=== Objectif ===
Recopiez telles quelles les lignes qui commencent à celle contenant « Indicate the tinted » et se terminent à celle contenant « [(284, 294)] », ces deux lignes comprises.

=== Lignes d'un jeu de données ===
* * * * * * * * *

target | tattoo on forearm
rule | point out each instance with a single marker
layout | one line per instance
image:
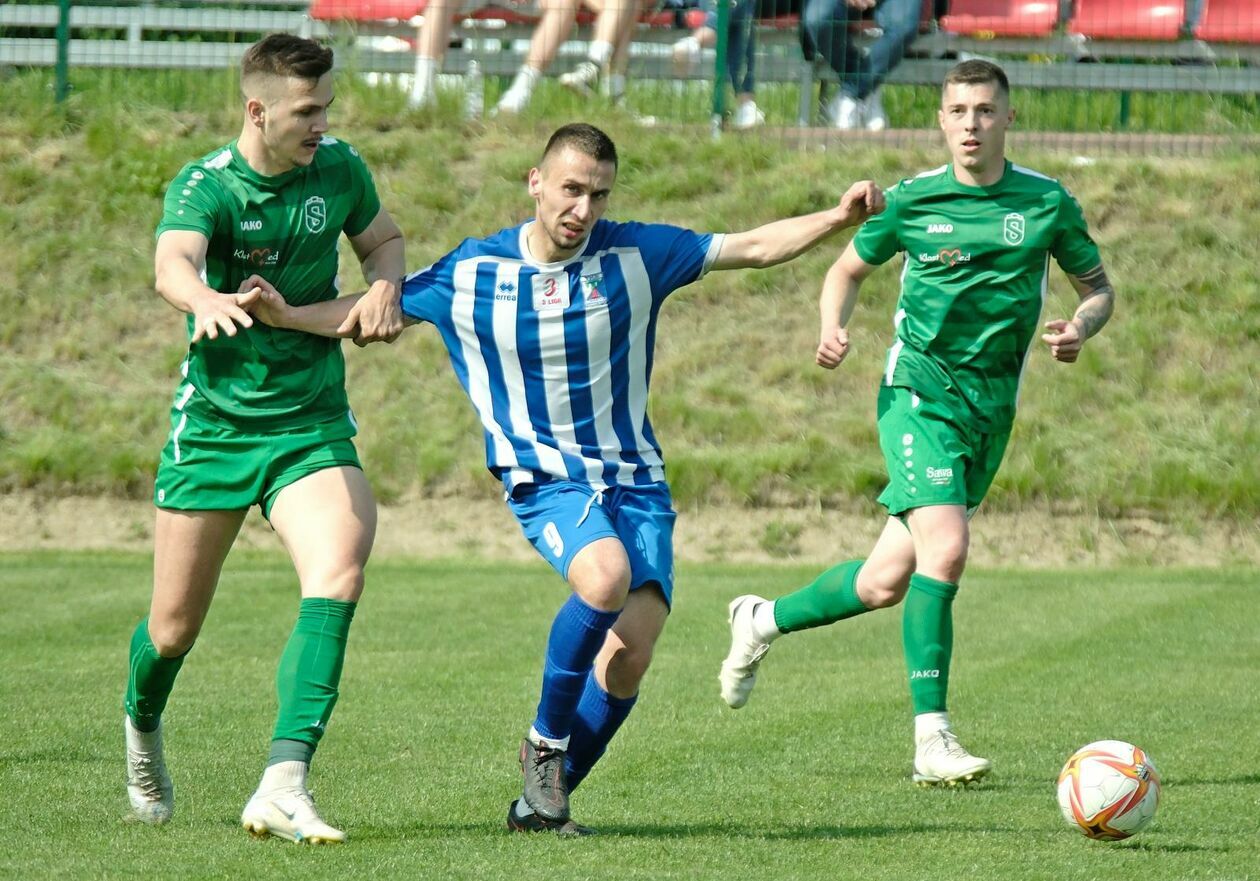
(1096, 300)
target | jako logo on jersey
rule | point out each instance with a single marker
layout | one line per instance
(257, 256)
(1012, 228)
(315, 213)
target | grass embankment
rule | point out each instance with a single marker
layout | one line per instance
(1159, 416)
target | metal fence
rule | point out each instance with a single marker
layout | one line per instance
(1138, 74)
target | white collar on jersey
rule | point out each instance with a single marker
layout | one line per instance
(528, 256)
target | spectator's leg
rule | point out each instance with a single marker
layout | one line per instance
(435, 35)
(612, 24)
(827, 22)
(552, 29)
(899, 20)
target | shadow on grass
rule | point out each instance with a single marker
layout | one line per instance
(679, 831)
(1240, 780)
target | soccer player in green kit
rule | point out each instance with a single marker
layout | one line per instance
(261, 415)
(977, 236)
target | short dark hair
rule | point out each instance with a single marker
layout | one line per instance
(584, 138)
(287, 56)
(975, 72)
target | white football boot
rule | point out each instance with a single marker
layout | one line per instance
(876, 120)
(746, 116)
(149, 788)
(740, 668)
(940, 760)
(287, 813)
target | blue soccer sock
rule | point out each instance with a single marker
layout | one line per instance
(599, 716)
(576, 637)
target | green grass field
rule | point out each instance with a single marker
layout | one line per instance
(808, 782)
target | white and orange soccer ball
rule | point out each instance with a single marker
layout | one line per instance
(1109, 789)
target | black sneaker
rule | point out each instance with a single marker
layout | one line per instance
(546, 788)
(536, 823)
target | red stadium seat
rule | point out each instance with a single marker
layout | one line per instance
(1230, 22)
(1129, 19)
(1002, 18)
(366, 10)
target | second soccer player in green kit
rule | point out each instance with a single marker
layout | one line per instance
(975, 236)
(261, 416)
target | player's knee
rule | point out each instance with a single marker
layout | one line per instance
(945, 558)
(626, 668)
(173, 638)
(343, 584)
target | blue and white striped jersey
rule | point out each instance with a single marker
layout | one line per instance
(557, 357)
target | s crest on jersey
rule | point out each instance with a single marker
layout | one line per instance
(592, 289)
(1012, 228)
(551, 293)
(315, 213)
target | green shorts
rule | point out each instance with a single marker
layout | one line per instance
(207, 466)
(933, 456)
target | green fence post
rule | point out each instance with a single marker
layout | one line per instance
(63, 49)
(723, 15)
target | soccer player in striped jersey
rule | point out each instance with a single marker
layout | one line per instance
(551, 328)
(975, 237)
(261, 415)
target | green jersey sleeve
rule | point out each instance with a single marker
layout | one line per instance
(877, 241)
(369, 203)
(1074, 248)
(192, 202)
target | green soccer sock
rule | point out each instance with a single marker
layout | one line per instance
(306, 681)
(829, 598)
(150, 678)
(927, 639)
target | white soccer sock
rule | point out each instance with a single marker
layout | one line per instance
(600, 53)
(764, 623)
(553, 742)
(929, 724)
(284, 775)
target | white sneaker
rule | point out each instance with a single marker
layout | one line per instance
(687, 54)
(876, 120)
(846, 114)
(584, 80)
(740, 668)
(287, 813)
(941, 760)
(513, 101)
(747, 115)
(149, 788)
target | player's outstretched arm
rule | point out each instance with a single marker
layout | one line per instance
(836, 306)
(323, 319)
(377, 316)
(179, 261)
(781, 241)
(1098, 300)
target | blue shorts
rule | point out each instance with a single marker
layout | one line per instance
(562, 517)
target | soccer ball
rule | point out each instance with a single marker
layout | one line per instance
(1109, 789)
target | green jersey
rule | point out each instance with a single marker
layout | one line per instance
(284, 228)
(977, 262)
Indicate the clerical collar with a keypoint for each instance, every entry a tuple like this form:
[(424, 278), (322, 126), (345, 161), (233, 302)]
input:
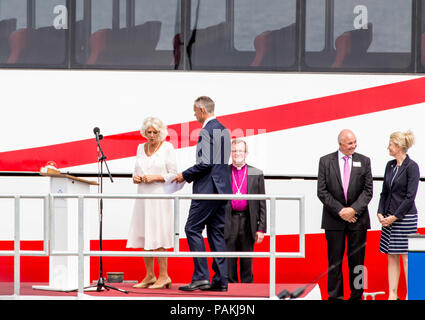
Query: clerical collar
[(239, 168), (207, 120)]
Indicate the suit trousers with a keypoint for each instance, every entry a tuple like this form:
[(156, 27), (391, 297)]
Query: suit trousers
[(356, 244), (209, 214), (240, 239)]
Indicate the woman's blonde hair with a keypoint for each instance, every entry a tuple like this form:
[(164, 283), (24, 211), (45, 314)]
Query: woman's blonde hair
[(157, 124), (403, 139)]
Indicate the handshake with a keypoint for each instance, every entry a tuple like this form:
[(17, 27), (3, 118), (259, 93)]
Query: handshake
[(348, 214)]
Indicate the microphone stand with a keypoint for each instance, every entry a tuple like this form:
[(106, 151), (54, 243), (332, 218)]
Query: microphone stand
[(102, 159)]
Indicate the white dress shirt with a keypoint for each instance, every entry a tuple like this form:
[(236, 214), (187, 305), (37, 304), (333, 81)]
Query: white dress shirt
[(341, 162)]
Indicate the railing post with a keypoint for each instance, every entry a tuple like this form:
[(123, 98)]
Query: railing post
[(176, 224), (272, 286), (80, 245), (51, 224), (17, 247), (302, 226)]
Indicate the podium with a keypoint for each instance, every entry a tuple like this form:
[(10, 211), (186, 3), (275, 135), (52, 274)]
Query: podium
[(416, 267), (63, 270)]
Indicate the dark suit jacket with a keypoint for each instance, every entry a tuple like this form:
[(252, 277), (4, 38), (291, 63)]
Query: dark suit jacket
[(210, 173), (399, 198), (257, 208), (331, 194)]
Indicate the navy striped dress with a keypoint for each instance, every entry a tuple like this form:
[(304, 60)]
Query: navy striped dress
[(398, 198)]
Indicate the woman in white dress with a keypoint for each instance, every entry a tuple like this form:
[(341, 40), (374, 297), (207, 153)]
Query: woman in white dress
[(152, 223)]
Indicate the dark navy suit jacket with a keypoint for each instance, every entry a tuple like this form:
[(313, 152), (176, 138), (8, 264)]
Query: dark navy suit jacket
[(399, 198), (331, 194), (210, 174)]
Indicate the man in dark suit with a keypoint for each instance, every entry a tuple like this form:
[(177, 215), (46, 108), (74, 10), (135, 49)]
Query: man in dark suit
[(344, 186), (209, 175), (246, 220)]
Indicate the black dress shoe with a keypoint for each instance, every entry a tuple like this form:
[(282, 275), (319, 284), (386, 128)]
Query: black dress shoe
[(195, 285), (216, 287)]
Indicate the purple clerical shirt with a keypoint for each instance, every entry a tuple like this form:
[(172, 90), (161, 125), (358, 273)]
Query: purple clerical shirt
[(240, 180)]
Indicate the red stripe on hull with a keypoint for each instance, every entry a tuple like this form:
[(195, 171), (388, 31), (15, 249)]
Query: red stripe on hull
[(271, 119), (288, 270)]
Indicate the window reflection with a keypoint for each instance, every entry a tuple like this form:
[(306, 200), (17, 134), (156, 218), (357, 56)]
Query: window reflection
[(366, 34), (145, 40), (31, 40)]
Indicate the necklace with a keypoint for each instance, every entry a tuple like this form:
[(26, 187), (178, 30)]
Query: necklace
[(236, 183), (151, 153)]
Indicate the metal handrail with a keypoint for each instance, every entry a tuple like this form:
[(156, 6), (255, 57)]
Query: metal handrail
[(48, 213)]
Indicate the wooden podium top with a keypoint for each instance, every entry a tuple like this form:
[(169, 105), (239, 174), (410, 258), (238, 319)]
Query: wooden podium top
[(62, 175)]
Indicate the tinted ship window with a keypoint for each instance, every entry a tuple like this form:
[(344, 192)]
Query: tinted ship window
[(133, 34), (370, 35), (36, 39), (243, 34)]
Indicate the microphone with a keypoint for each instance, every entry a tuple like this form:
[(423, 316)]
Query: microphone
[(284, 294)]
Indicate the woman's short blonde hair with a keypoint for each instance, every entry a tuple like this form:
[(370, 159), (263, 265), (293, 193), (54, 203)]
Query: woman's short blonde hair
[(157, 124), (403, 139)]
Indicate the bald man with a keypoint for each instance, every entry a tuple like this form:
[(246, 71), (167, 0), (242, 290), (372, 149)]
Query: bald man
[(344, 186)]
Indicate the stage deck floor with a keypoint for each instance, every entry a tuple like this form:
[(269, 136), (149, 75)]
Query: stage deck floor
[(235, 291)]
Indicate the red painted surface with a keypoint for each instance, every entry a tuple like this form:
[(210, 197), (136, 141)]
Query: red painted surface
[(288, 270), (254, 122)]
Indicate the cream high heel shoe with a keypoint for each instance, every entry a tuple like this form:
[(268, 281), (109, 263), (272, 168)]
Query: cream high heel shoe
[(166, 284), (145, 284)]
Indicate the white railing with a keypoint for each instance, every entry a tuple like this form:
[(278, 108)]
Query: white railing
[(48, 215)]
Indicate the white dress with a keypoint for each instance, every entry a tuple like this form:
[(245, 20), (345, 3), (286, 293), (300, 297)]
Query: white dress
[(152, 223)]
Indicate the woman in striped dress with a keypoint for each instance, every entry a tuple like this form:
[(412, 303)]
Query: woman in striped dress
[(397, 211)]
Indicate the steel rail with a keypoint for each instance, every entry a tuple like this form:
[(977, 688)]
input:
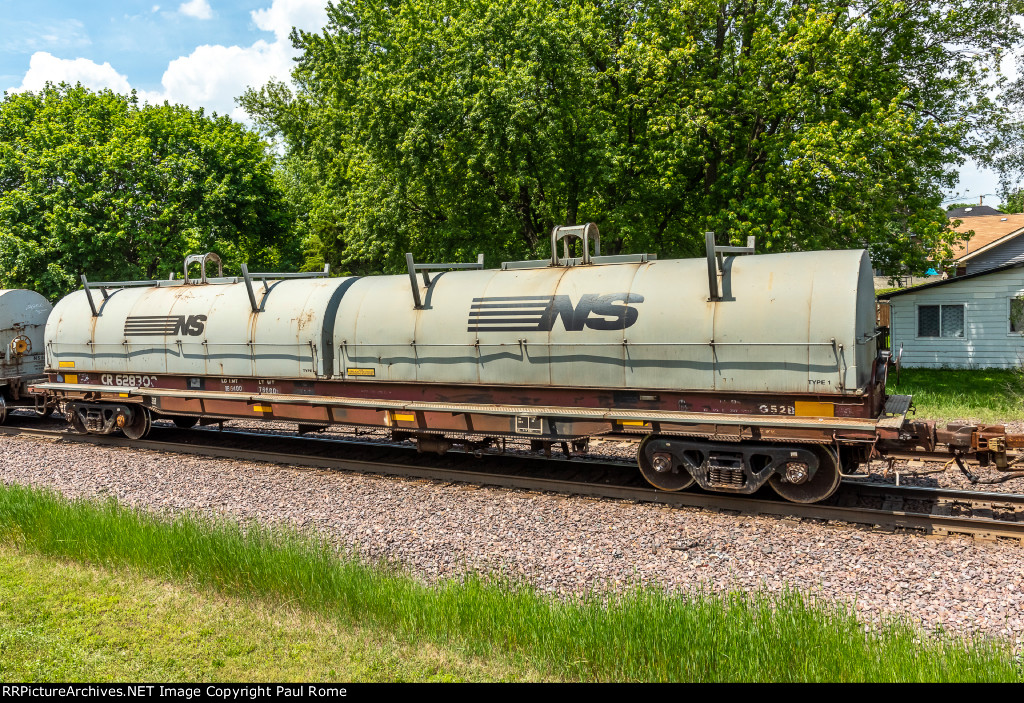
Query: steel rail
[(985, 528)]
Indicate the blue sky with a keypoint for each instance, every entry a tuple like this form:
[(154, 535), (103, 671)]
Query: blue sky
[(203, 53)]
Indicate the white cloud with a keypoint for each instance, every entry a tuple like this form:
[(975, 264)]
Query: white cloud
[(197, 8), (45, 67), (282, 15), (212, 76)]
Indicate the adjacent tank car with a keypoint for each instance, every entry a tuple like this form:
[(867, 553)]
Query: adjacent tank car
[(738, 370), (23, 321)]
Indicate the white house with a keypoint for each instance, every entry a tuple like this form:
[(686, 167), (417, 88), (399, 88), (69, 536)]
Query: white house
[(974, 320)]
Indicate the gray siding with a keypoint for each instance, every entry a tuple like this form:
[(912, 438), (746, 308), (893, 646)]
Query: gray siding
[(1011, 252), (986, 342)]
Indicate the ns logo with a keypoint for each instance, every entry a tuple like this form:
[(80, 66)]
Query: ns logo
[(164, 325), (540, 313)]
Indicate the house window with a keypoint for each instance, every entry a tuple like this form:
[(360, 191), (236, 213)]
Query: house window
[(1017, 315), (940, 320)]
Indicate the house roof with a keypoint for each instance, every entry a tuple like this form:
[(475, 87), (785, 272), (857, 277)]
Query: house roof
[(973, 211), (989, 230), (950, 280)]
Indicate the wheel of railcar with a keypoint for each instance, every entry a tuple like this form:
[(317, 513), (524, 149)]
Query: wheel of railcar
[(818, 487), (139, 425), (183, 422), (662, 470)]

* * * * * * * * *

=== La réponse ===
Indicate the tinted ship window with a keypoint for each instance, every entry a tuple like this form:
[(344, 192)]
Query: tinted ship window
[(133, 34), (370, 35), (36, 39), (243, 34)]
Indicate the microphone with a keypoint for each instance, every entry a tuple like this form:
[(423, 316)]
Query: microphone
[(284, 294)]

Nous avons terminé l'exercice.